Data shown ▸
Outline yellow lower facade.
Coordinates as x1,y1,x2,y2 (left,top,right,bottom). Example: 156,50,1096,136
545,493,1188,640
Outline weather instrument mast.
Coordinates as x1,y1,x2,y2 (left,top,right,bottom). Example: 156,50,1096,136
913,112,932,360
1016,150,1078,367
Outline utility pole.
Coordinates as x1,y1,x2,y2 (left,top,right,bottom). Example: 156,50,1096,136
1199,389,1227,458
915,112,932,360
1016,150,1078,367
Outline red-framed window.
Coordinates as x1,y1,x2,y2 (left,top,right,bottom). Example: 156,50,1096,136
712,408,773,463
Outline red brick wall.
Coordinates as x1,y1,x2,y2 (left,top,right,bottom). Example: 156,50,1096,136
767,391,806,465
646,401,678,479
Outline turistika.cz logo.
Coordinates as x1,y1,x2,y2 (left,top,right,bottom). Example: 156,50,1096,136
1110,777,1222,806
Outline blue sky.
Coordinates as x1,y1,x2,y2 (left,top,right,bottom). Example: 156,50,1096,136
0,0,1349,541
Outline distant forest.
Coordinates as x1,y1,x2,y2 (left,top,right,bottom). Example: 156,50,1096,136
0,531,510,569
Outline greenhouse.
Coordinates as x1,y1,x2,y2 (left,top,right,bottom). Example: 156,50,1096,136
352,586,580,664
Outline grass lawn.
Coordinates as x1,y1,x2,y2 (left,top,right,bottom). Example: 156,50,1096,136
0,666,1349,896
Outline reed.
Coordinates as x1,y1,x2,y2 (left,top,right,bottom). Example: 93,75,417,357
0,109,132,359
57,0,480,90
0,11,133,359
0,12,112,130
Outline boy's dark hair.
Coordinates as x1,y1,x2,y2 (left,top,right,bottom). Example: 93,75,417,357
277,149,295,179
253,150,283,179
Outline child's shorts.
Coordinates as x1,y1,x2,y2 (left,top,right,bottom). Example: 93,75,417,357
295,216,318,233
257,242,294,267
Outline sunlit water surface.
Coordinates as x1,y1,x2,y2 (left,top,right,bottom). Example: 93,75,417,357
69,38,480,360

Instructions to follow ▸ Can you copy the entries verbatim from the line containing "Outline turistika.cz logo." through the end of the entries, both included?

Correct response ▸
Outline turistika.cz logo.
Coordinates as x1,y1,x2,y2 (left,top,right,bottom). Example: 156,50,1096,136
1110,777,1222,806
Outline blue sky.
Coordinates as x1,y1,x2,y2 (left,top,right,bottom). Example: 156,50,1096,136
0,0,1349,541
Outline distant forest.
Coordinates as x1,y1,x2,y2 (left,top,right,bottom). Example: 156,50,1096,136
0,531,510,569
Outline greenhouse.
Coordinates as x1,y1,x2,y2 (left,top,right,bottom). Example: 156,50,1096,136
352,586,580,664
Outline grass lawn.
Coordinates as x1,y1,x2,y2 (left,top,right,bottom). Example: 156,50,1096,136
0,666,1349,896
Outline reed.
Coordinates as x1,y1,x2,y2 (left,top,right,bottom). Example: 93,75,417,357
0,109,132,359
57,0,480,90
0,11,133,359
0,12,112,130
Outline boy's dark hair.
Coordinates as x1,y1,x2,y2 (left,top,right,bottom). Example: 93,75,417,357
277,149,295,179
253,150,283,179
Outline child's shorts.
Coordinates as x1,y1,x2,y2 (left,top,right,bottom). Example: 93,75,417,357
295,216,318,233
257,242,294,267
Outline sunlit water surface.
Coordinates as x1,y1,x2,y2 (left,top,right,bottom). Example: 93,75,417,357
69,38,480,360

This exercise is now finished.